start Exercise inputs

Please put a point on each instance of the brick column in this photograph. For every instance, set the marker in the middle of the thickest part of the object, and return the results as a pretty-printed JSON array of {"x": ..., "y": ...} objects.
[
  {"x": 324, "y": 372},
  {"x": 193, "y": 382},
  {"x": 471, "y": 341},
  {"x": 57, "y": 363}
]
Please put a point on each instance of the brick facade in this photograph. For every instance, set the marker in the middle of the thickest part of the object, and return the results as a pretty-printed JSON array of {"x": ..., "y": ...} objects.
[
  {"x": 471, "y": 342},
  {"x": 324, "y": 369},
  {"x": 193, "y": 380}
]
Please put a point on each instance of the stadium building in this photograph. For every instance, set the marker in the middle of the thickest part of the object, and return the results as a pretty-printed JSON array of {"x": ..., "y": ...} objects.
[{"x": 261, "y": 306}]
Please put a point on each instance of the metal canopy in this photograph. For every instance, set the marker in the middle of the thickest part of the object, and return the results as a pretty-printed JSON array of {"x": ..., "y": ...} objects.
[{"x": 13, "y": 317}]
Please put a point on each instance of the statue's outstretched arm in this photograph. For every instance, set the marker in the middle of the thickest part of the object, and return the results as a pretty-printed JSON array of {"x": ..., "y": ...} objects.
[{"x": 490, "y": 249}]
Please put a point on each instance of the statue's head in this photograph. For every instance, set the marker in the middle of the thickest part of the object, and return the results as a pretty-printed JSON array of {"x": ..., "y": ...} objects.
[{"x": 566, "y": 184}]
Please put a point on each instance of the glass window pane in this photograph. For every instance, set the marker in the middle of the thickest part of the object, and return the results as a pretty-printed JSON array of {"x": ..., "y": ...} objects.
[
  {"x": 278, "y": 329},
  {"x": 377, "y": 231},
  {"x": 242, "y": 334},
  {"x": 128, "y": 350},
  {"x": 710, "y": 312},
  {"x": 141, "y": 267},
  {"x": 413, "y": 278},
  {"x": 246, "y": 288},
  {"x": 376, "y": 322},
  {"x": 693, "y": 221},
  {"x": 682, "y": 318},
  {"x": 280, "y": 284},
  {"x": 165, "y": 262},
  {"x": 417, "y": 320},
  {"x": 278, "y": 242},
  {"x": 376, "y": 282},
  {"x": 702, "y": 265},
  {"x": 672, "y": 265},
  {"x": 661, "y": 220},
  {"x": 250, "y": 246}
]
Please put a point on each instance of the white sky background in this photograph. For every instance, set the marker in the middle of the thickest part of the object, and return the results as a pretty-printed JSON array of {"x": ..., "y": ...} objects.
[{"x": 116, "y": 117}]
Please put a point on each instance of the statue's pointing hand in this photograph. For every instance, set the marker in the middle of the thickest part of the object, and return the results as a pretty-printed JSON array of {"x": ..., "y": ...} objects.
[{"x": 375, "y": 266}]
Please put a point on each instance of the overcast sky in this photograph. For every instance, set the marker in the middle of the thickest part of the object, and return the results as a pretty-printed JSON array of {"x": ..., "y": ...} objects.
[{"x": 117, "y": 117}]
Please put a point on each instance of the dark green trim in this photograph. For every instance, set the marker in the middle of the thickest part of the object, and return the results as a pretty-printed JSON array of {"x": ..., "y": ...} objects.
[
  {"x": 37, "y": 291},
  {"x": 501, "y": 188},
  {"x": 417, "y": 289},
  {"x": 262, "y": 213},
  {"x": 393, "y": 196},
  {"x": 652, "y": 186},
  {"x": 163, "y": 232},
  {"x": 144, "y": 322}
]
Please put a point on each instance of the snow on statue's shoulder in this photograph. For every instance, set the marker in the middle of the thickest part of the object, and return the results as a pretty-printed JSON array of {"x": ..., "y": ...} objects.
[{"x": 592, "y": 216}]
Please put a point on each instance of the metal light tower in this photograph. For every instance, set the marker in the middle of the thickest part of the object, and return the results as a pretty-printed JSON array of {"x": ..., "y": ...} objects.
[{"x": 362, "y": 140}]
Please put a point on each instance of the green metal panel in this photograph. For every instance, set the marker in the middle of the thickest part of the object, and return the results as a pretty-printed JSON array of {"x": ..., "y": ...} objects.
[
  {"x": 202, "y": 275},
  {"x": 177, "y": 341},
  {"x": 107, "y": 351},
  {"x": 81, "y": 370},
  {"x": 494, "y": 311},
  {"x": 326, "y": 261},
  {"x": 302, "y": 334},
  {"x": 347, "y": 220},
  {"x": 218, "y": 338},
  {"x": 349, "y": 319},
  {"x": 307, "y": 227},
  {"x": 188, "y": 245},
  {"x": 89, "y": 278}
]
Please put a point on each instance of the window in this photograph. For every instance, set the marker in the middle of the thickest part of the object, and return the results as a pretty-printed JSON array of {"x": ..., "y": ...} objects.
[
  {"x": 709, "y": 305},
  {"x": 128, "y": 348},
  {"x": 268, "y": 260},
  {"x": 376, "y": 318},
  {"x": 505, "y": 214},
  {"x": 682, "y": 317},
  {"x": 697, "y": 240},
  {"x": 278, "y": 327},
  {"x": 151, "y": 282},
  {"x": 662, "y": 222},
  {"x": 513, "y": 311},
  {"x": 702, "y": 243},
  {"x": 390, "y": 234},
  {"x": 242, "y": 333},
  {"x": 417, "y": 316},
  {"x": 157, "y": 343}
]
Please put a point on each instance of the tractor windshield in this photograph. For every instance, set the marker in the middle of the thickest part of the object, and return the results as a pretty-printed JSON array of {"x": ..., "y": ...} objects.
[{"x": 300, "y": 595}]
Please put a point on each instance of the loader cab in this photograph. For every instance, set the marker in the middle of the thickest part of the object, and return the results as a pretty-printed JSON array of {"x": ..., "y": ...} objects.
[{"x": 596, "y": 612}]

end Exercise inputs

▶ _What you will do_
Retype the data exactly as given.

▶ _Reply to the task_
Please put a point on each instance of the brick column in this photograph. For every instance, set the marker in the middle of the thickest part of the object, and return the results as a pretty-printed JSON array of {"x": ..., "y": ...} objects.
[
  {"x": 324, "y": 372},
  {"x": 193, "y": 382},
  {"x": 471, "y": 341},
  {"x": 57, "y": 363}
]
Please put a point on each instance of the brick facade in this photograph. For every instance, set the marker in the middle of the thickest part of the object, and return the results as a pretty-printed JSON array of {"x": ..., "y": ...} objects.
[
  {"x": 471, "y": 342},
  {"x": 324, "y": 369},
  {"x": 193, "y": 380}
]
Please put a point on each instance of the stadium building in this photograph. For every instance, set the marker in the middle of the thickest part of the object, and return the results as a pretty-printed JSON array of {"x": ..., "y": ...} objects.
[{"x": 261, "y": 306}]
Please put a point on each instance of the metal canopy in this photograph. For every instance, set the marker in the middle of the thickest part of the object, and return the results as a pretty-printed JSON array of {"x": ..., "y": ...} objects.
[{"x": 13, "y": 317}]
Please put a point on each instance of the statue's outstretched arm in this photograph. For every instance, set the marker in the middle of the thickest part of the object, and return the results as a pretty-printed JSON array of {"x": ..., "y": ...} objects.
[{"x": 490, "y": 249}]
Please put a point on each instance of the statue's head in this photograph. For every instance, set the marker in the middle of the thickest part of the object, and return the results as a pretty-printed JSON array of {"x": ..., "y": ...} objects.
[{"x": 566, "y": 184}]
Please put a point on each instance of the glass window pane in this photograph. For every instance, set the marker in the middle of the thickest part of the object, and return the results as a pretty-printed JSON array of {"x": ..., "y": ...} objects.
[
  {"x": 278, "y": 329},
  {"x": 377, "y": 231},
  {"x": 242, "y": 334},
  {"x": 128, "y": 350},
  {"x": 710, "y": 312},
  {"x": 141, "y": 267},
  {"x": 413, "y": 278},
  {"x": 246, "y": 288},
  {"x": 376, "y": 322},
  {"x": 693, "y": 221},
  {"x": 682, "y": 318},
  {"x": 280, "y": 284},
  {"x": 165, "y": 262},
  {"x": 417, "y": 320},
  {"x": 278, "y": 242},
  {"x": 376, "y": 282},
  {"x": 702, "y": 265},
  {"x": 672, "y": 265},
  {"x": 661, "y": 220},
  {"x": 250, "y": 246}
]
Please put a point on each instance of the white sky background in this photograph. For every instance, set the marker in the middle of the thickest part of the object, and return the results as a pretty-printed JSON array of {"x": ..., "y": ...} objects.
[{"x": 116, "y": 117}]
Please put a point on each instance of the statue's pointing hand in this photograph. For every instance, set the marker in the middle of the thickest part of the object, and return the results as a pretty-printed JSON array of {"x": ..., "y": ...} objects.
[{"x": 375, "y": 266}]
Please put a point on each instance of the overcast sky in this photograph. For every instance, set the marker in the middle of the thickest part of the object, and return the results as a pretty-printed JSON array of {"x": ..., "y": ...} objects.
[{"x": 117, "y": 117}]
Please put a point on each instance of the dark green trim in this photograph. For every instance, set the marker in the middle of the thickest part of the object, and return the results as a pretty-printed JSON array of {"x": ..., "y": ...} objects.
[
  {"x": 37, "y": 291},
  {"x": 501, "y": 188},
  {"x": 417, "y": 289},
  {"x": 262, "y": 213},
  {"x": 393, "y": 196},
  {"x": 652, "y": 186},
  {"x": 163, "y": 232},
  {"x": 144, "y": 322}
]
Please put a point on each instance of the snow on statue's shoulder in this photograph. For every instance, set the marker in the middle of the thickest part of the object, and return the results as a pretty-printed JSON array of {"x": ..., "y": ...} objects.
[{"x": 592, "y": 216}]
Please put a point on each instance of the metal light tower in this photograph. For every instance, set the marker in the middle of the thickest part of the object, and return the results as a pretty-printed JSON array of {"x": ..., "y": ...} objects.
[{"x": 362, "y": 140}]
Please put a point on each instance of the green metal panel in this photograph. For every instance, set the marker in the middle of the thickest part of the object, and return the results as a pretty-printed JSON array of {"x": ..., "y": ...} objects.
[
  {"x": 202, "y": 275},
  {"x": 177, "y": 341},
  {"x": 107, "y": 351},
  {"x": 81, "y": 370},
  {"x": 494, "y": 311},
  {"x": 326, "y": 261},
  {"x": 302, "y": 334},
  {"x": 347, "y": 220},
  {"x": 218, "y": 338},
  {"x": 349, "y": 319},
  {"x": 307, "y": 227},
  {"x": 188, "y": 245},
  {"x": 89, "y": 278}
]
Please put a point on each instance of the window in this photograph. For every instance, set the marker in the middle of the thickest part of the object, and return the results as a pretty-printed JSON array of {"x": ..., "y": ...} objects.
[
  {"x": 709, "y": 305},
  {"x": 128, "y": 348},
  {"x": 268, "y": 260},
  {"x": 376, "y": 318},
  {"x": 505, "y": 214},
  {"x": 682, "y": 317},
  {"x": 697, "y": 240},
  {"x": 278, "y": 327},
  {"x": 151, "y": 282},
  {"x": 662, "y": 222},
  {"x": 513, "y": 311},
  {"x": 702, "y": 243},
  {"x": 390, "y": 234},
  {"x": 242, "y": 333},
  {"x": 417, "y": 316},
  {"x": 157, "y": 343}
]
Please put a point on each instance of the tractor windshield in this photograph. For every instance, set the marker in the middle of the thickest part of the object, and return the results as a pretty-printed JSON array of {"x": ..., "y": ...} objects.
[{"x": 300, "y": 595}]
Please put a point on each instance of the loader cab in this photograph. For every instance, set the marker in the middle of the thickest part of the object, and return the results as a pretty-printed JSON array of {"x": ..., "y": ...} objects.
[{"x": 596, "y": 612}]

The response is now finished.